> **Exercise aim**
Write out the lines between the one holding "detect the lamp" and the one holding "left=183, top=202, right=338, bottom=248", inclusive, copying each exactly.
====== Stored data
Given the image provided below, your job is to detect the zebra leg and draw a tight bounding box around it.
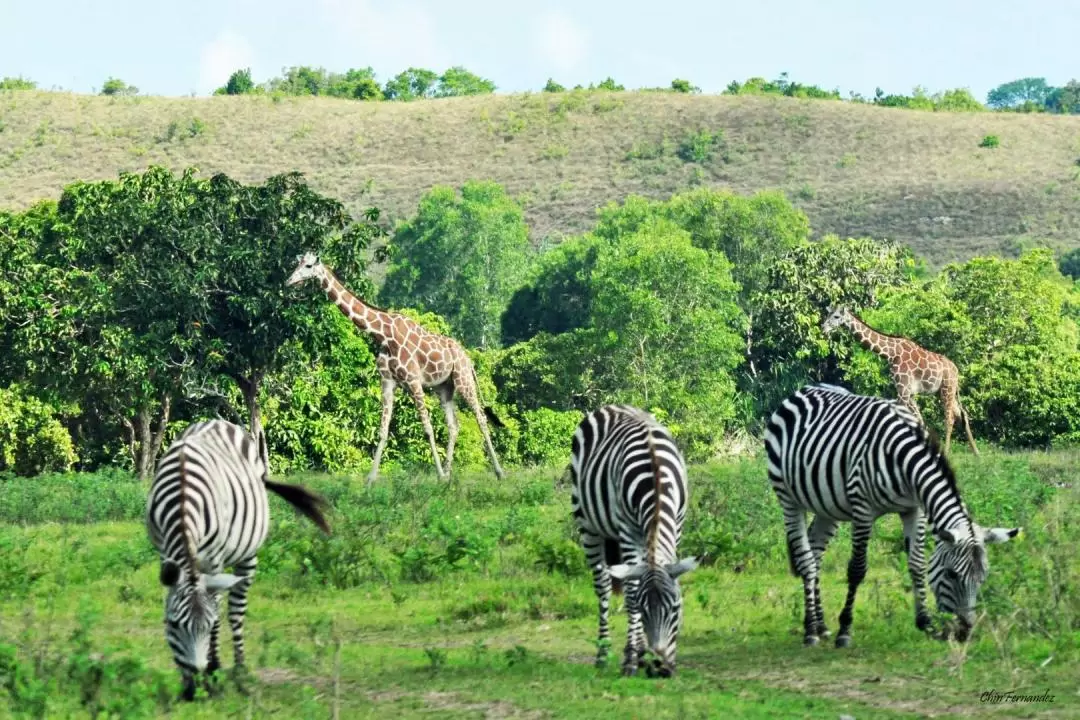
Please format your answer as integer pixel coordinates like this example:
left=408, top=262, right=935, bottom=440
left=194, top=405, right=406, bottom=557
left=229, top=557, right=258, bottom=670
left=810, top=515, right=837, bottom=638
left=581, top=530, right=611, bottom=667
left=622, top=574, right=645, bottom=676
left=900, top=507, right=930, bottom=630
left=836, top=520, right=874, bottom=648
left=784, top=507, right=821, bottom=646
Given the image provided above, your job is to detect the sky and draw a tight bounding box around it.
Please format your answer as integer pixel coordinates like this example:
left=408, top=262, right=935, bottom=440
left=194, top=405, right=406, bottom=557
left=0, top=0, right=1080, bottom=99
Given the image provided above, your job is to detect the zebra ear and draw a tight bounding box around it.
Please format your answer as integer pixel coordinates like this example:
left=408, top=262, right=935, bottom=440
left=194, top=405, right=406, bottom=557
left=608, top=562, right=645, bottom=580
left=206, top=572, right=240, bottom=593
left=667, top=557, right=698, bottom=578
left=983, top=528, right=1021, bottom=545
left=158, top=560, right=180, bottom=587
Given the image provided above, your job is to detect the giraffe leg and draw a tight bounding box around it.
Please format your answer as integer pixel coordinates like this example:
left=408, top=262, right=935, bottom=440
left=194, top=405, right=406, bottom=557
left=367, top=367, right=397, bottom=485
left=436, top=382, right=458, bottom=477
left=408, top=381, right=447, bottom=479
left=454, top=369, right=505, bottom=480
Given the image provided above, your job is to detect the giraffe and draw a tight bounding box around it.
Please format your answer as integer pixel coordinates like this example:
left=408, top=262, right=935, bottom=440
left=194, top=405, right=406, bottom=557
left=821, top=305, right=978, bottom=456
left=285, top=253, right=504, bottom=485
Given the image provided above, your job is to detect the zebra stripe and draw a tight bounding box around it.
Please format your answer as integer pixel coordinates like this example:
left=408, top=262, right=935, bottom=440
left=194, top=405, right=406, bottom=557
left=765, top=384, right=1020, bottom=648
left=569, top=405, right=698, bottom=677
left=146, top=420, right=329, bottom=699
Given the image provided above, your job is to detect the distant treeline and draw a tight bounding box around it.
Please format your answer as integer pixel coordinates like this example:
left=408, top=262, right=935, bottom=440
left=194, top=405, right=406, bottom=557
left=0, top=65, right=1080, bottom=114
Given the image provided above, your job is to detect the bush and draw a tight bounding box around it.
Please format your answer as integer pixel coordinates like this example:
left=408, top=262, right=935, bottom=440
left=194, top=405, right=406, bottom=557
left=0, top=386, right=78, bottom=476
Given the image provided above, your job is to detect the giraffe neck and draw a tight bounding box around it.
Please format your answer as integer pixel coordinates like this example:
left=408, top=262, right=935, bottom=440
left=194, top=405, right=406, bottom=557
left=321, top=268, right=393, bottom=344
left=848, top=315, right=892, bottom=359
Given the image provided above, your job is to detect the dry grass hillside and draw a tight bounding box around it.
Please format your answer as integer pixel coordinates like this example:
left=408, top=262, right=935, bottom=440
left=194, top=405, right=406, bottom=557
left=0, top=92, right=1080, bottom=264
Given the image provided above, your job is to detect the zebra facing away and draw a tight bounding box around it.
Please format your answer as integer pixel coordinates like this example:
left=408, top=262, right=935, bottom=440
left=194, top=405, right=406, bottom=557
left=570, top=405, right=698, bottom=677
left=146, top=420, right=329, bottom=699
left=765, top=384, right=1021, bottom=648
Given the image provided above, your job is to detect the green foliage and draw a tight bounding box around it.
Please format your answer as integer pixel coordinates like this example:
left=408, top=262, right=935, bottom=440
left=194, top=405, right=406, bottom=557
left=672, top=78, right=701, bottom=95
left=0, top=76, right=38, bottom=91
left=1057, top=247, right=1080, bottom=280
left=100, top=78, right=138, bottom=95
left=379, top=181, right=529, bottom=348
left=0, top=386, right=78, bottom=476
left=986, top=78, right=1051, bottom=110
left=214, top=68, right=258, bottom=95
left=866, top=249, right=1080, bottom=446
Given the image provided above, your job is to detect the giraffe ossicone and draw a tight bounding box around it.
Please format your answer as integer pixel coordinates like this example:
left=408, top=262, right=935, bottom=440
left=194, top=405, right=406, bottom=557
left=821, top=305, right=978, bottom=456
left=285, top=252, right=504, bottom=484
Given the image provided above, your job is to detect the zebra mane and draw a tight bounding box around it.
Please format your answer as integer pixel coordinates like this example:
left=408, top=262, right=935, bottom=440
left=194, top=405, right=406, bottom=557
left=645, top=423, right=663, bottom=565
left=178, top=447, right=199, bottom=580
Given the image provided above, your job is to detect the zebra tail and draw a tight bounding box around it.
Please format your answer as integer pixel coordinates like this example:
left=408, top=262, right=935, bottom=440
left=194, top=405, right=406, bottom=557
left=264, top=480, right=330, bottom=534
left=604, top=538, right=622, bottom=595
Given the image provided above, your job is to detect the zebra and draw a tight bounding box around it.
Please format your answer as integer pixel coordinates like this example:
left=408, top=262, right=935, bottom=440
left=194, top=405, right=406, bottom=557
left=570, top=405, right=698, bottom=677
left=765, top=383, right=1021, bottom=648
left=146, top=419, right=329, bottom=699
============
====== Stored data
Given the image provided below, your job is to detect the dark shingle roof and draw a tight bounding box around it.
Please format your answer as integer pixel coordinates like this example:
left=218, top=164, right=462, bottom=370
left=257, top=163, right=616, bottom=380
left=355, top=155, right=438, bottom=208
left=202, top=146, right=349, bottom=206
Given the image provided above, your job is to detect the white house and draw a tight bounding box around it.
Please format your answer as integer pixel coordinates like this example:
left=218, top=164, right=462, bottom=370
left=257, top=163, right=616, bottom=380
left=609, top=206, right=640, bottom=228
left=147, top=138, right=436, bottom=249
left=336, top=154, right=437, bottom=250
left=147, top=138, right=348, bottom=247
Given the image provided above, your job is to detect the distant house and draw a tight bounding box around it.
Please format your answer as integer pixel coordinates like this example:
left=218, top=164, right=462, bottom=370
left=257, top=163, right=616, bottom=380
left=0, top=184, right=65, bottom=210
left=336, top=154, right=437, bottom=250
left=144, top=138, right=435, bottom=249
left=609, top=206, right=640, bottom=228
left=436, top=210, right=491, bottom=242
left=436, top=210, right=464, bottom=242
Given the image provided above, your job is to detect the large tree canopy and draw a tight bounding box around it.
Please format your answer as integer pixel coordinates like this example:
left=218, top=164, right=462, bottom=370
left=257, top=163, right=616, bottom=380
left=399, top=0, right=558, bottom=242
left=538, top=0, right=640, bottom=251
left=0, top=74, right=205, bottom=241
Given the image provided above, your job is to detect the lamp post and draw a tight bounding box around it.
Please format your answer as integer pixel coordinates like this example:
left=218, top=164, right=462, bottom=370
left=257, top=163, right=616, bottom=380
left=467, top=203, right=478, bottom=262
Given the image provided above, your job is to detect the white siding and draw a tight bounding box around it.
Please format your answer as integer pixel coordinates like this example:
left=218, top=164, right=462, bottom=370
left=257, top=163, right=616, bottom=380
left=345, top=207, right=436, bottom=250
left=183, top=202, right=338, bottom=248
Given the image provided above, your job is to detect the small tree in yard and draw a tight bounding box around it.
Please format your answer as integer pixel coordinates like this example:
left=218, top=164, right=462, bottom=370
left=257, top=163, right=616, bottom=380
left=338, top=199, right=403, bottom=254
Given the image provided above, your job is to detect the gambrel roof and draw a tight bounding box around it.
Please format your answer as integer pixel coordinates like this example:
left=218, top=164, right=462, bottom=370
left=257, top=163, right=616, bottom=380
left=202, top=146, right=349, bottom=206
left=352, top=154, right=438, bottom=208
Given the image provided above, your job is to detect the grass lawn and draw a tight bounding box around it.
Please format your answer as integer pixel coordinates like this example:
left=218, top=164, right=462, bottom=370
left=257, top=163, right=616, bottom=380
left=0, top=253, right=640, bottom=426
============
> **Answer to this problem**
Given the image provided above, your job is to detect the lamp post and draw a tight bounding box around it.
Please format your answer as integer pixel coordinates like this example:
left=218, top=164, right=462, bottom=370
left=257, top=163, right=616, bottom=380
left=467, top=203, right=478, bottom=262
Given the image provided above, your job is to detect the white siding and draw a tight bounding box around it.
Please format your answer as integer pixel coordinates like this example:
left=218, top=164, right=462, bottom=370
left=257, top=163, right=616, bottom=380
left=345, top=207, right=436, bottom=250
left=183, top=202, right=338, bottom=248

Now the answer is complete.